Extrait cité
La beauté de l’école maison est de pouvoir vivre ces moments importants à fond. La vie ne passe qu’une fois et il faut la savourer pleinement. Les enfants passent dans notre vie à une vitesse folle. Tout peut se réorganiser autour de la vie et de ses surprises. Rarement une contrainte ne nous empêchera de prendre le temps de vivre un moment important.
Nous avons commencé notre école maison lundi. Nous y avons mélangé rv de suivi de fin de grossesse et visite à Papa à l’hôpital. Et notre semaine s’est déroulée un peu cahoteuse mais atteignant tout de même les objectifs fixés. Nous avons pu gérer au quotidien les émotions débordantes. Nous avons pu donner une dernière touche à la nouvelle chambre de ma fille au sous-sol, permettant le déménagement en fin de semaine. Nous avons pu naviguer dans nos nouveaux cahiers et nos nouveaux apprentissages malgré ma planification encore un peu incomplète.
D’ici deux, gros max trois semaines, crevette se montrera le bout du nez. Cela nous obligera à arrêter complètement l’école pour juste vivre et se reprendre en mains. Et nous le ferons tout en prenant aussi du temps pour profiter de Grand-Papa le plus possible. Que serait notre vie sans ces moments importants? Que resterait-il de notre quotidien sans le temps consacré à gérer ces moments charnières? Une suite monotone d’autobus scolaire, de journées trop vite passées et de vie oubliée.

Données fournies
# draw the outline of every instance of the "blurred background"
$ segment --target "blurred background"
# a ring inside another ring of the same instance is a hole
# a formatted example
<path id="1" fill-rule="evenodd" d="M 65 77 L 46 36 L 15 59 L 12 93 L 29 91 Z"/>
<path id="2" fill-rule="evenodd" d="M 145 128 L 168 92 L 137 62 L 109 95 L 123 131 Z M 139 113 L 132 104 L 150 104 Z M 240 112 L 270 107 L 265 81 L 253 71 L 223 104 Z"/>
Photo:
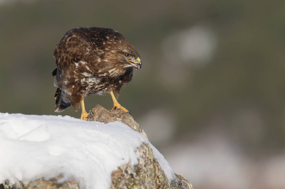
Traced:
<path id="1" fill-rule="evenodd" d="M 0 112 L 80 117 L 54 112 L 54 50 L 72 28 L 113 28 L 143 64 L 119 101 L 176 172 L 285 188 L 285 1 L 0 0 Z"/>

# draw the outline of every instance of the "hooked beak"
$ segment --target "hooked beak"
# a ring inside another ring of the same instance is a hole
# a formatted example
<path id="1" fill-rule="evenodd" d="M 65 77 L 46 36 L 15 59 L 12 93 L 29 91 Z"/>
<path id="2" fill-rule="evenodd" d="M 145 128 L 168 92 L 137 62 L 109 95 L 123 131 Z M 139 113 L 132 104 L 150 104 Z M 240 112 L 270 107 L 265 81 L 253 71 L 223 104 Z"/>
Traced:
<path id="1" fill-rule="evenodd" d="M 140 61 L 140 58 L 139 58 L 138 57 L 137 58 L 136 61 L 135 62 L 127 60 L 127 61 L 133 65 L 133 66 L 136 68 L 137 70 L 138 70 L 142 67 L 142 62 Z"/>

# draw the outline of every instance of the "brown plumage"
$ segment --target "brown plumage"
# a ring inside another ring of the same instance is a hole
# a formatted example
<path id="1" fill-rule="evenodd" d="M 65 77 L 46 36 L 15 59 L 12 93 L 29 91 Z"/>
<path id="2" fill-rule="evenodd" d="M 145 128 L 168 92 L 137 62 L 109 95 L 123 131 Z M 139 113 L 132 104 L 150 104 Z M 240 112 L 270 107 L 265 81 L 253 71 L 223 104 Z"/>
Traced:
<path id="1" fill-rule="evenodd" d="M 57 66 L 52 72 L 58 87 L 55 111 L 58 112 L 71 105 L 76 110 L 81 101 L 92 94 L 113 91 L 117 98 L 122 85 L 131 81 L 133 67 L 141 67 L 135 48 L 119 32 L 104 28 L 69 31 L 54 57 Z"/>

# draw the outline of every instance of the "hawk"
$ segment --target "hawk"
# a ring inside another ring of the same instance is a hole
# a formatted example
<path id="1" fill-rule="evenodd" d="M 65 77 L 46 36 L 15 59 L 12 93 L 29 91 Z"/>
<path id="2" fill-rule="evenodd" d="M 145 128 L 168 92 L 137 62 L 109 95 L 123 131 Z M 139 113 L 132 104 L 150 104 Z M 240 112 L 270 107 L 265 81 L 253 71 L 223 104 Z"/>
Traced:
<path id="1" fill-rule="evenodd" d="M 112 29 L 77 27 L 67 31 L 56 45 L 54 57 L 57 67 L 54 111 L 81 104 L 81 119 L 87 120 L 84 98 L 110 93 L 113 109 L 129 113 L 116 99 L 123 85 L 130 83 L 133 68 L 142 63 L 136 49 L 120 33 Z"/>

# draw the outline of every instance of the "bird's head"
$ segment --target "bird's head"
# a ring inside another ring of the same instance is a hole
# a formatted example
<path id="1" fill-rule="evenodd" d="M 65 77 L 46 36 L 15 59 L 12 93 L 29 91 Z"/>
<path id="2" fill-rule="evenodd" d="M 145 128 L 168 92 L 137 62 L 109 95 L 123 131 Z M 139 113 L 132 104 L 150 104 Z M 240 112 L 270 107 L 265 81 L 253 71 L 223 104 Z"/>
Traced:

Consignes
A - D'après l'extrait, où se trouve la nouvelle chambre de la fille ?
B - Énumérez tout ce que l'extrait présente dans les phrases qui commencent par « Nous avons pu ».
Les enregistrements proviennent d'une autre source que l'extrait.

Réponses par consigne
A - Au sous-sol.

B -
- Gérer au quotidien les émotions débordantes
- Donner une dernière touche à la nouvelle chambre de la fille au sous-sol, ce qui a permis le déménagement en fin de semaine
- Naviguer dans les nouveaux cahiers et les nouveaux apprentissages malgré une planification encore un peu incomplète